● **What to work on**:
Revise all the items below by replacing "it would be much appreciated" with "it would be greatly appreciated" wherever it occurs, and write out the lines again with nothing else changed.

====== Given data

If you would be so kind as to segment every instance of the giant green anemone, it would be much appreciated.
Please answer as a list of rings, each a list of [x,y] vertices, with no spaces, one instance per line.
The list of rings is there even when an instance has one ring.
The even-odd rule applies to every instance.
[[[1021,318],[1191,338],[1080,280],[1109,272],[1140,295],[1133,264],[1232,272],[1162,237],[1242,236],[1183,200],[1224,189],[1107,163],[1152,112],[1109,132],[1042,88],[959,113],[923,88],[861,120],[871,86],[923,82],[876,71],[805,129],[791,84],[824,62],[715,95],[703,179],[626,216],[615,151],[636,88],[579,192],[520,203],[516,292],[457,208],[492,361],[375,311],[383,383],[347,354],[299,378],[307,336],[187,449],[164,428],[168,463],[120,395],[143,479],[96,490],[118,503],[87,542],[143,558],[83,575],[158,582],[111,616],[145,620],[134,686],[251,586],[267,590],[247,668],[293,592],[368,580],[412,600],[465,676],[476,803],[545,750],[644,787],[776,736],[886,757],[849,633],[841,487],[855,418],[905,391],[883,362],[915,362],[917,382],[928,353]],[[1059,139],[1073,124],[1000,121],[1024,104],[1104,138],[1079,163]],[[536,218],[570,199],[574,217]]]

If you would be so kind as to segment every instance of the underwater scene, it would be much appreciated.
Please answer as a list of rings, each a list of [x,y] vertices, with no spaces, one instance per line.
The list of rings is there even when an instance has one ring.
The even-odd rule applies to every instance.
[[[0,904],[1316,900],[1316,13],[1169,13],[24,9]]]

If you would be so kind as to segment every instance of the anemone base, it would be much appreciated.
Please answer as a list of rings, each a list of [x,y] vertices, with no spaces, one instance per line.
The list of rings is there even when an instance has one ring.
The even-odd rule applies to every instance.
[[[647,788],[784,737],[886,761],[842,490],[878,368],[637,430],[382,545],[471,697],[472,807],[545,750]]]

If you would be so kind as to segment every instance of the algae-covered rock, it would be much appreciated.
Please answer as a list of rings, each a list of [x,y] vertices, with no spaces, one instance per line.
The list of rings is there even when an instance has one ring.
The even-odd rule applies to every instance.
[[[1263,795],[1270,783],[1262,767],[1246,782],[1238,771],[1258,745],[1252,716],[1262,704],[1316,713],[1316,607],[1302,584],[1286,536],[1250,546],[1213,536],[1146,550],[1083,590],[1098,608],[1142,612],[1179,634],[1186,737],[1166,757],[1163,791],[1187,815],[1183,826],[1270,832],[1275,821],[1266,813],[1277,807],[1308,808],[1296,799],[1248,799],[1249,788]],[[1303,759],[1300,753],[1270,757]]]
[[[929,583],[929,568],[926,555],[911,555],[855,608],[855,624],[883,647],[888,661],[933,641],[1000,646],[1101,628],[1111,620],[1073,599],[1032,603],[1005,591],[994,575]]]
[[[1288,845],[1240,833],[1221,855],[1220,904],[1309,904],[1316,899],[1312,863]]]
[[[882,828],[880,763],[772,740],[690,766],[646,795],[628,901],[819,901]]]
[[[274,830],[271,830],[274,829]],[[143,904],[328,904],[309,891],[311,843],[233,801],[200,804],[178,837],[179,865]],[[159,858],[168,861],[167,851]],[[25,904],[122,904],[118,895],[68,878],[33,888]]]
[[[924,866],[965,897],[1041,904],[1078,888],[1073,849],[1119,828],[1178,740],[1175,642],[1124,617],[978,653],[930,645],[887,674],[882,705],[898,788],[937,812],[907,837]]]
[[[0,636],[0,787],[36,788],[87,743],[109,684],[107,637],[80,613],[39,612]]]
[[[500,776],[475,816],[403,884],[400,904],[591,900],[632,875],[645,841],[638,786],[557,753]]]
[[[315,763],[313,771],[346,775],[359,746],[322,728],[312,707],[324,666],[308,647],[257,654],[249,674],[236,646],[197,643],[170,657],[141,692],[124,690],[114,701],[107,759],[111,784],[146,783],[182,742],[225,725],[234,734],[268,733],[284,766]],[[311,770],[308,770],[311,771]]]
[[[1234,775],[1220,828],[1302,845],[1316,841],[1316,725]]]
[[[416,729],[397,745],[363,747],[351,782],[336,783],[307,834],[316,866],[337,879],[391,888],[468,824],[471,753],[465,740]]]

============

● **Solution**:
If you would be so kind as to segment every instance of the giant green anemone, it would be greatly appreciated.
Please answer as a list of rings, each a list of [x,y] vertices, with no spaces, one instance per line.
The list of rings is there even when an instance has one ring.
The even-odd rule applies to every instance.
[[[1021,318],[1191,338],[1080,280],[1109,272],[1140,295],[1133,264],[1232,272],[1162,237],[1242,236],[1183,200],[1224,189],[1107,163],[1152,112],[1109,132],[1042,88],[959,113],[923,88],[861,120],[871,86],[923,82],[876,71],[805,129],[791,84],[824,62],[715,95],[703,179],[626,216],[615,151],[636,88],[579,192],[520,203],[516,292],[457,208],[492,361],[375,311],[383,383],[347,354],[299,378],[307,336],[187,449],[164,428],[168,463],[120,395],[143,479],[96,490],[118,503],[87,542],[143,558],[83,575],[158,582],[111,616],[145,620],[134,686],[251,586],[267,590],[247,668],[293,592],[368,580],[412,600],[465,676],[476,803],[545,750],[644,787],[776,736],[886,757],[849,633],[841,487],[855,418],[905,391],[883,362],[915,362],[917,382],[928,353]],[[1059,139],[1073,124],[1000,121],[1024,104],[1104,138],[1079,163]],[[536,218],[570,199],[574,217]]]

If you would be so kind as to segment every instance of the underwater scene, it would be greatly appreciated.
Please answer as a list of rings, each a list of [x,y] vertices, with no spaces, one instance per line.
The list of rings is there even when an instance has one ring.
The even-odd rule applies to every instance.
[[[0,904],[1316,900],[1316,13],[1169,13],[24,9]]]

If you would be so kind as to segment every instance of the anemone base, it would be greatly appreciated.
Please answer as a list of rings, each a list of [x,y] vertices, with no spaces, one instance per line.
The list of rings is there even when an instance has one ring.
The even-odd rule applies to every instance.
[[[647,788],[784,737],[886,761],[842,490],[878,368],[637,430],[382,545],[471,697],[472,807],[545,750]]]

If you would be so kind as to segment every instance of the algae-covered rock, it would be greatly appreciated.
Please answer as a list of rings, each a list of [x,y] vertices, with no spaces, one instance per line.
The list of rings is there even when an instance has one ring.
The even-odd rule applies to every instance.
[[[1263,795],[1270,783],[1262,767],[1246,782],[1238,771],[1258,745],[1252,716],[1262,704],[1316,713],[1316,607],[1302,584],[1286,536],[1250,546],[1213,536],[1146,550],[1083,590],[1098,608],[1142,612],[1179,634],[1186,737],[1166,757],[1163,791],[1187,815],[1183,826],[1270,832],[1275,821],[1266,813],[1277,807],[1308,808],[1296,799],[1248,799],[1249,788]],[[1303,759],[1300,753],[1270,757]]]
[[[929,583],[929,568],[926,555],[911,555],[855,608],[855,624],[883,647],[888,661],[933,641],[1000,646],[1101,628],[1111,620],[1073,599],[1032,603],[1005,591],[994,575]]]
[[[1288,845],[1240,833],[1221,855],[1220,904],[1309,904],[1316,899],[1312,863]]]
[[[882,828],[880,763],[772,740],[690,766],[646,795],[628,901],[819,901]]]
[[[274,830],[271,830],[274,829]],[[143,904],[328,904],[309,891],[311,843],[233,801],[200,804],[178,837],[179,865]],[[159,858],[168,861],[167,851]],[[25,904],[122,904],[118,895],[68,878],[33,888]]]
[[[924,866],[965,897],[1041,904],[1078,888],[1073,849],[1119,828],[1178,740],[1175,642],[1124,617],[978,653],[930,645],[887,674],[882,705],[898,788],[937,812],[907,837]]]
[[[0,636],[0,787],[36,788],[87,743],[109,684],[107,637],[80,613],[39,612]]]
[[[500,776],[475,816],[403,884],[400,904],[591,900],[632,875],[645,841],[638,786],[557,753]]]
[[[315,763],[313,771],[346,775],[359,746],[322,728],[312,707],[324,666],[308,647],[257,654],[249,674],[236,646],[197,643],[170,657],[141,692],[124,690],[114,701],[107,759],[111,784],[146,783],[182,742],[225,725],[234,734],[268,733],[284,766]],[[311,770],[308,770],[311,771]]]
[[[1234,775],[1220,828],[1302,845],[1316,841],[1316,725]]]
[[[416,729],[397,745],[363,747],[351,782],[336,783],[307,834],[316,866],[337,879],[391,888],[468,824],[471,753],[465,740]]]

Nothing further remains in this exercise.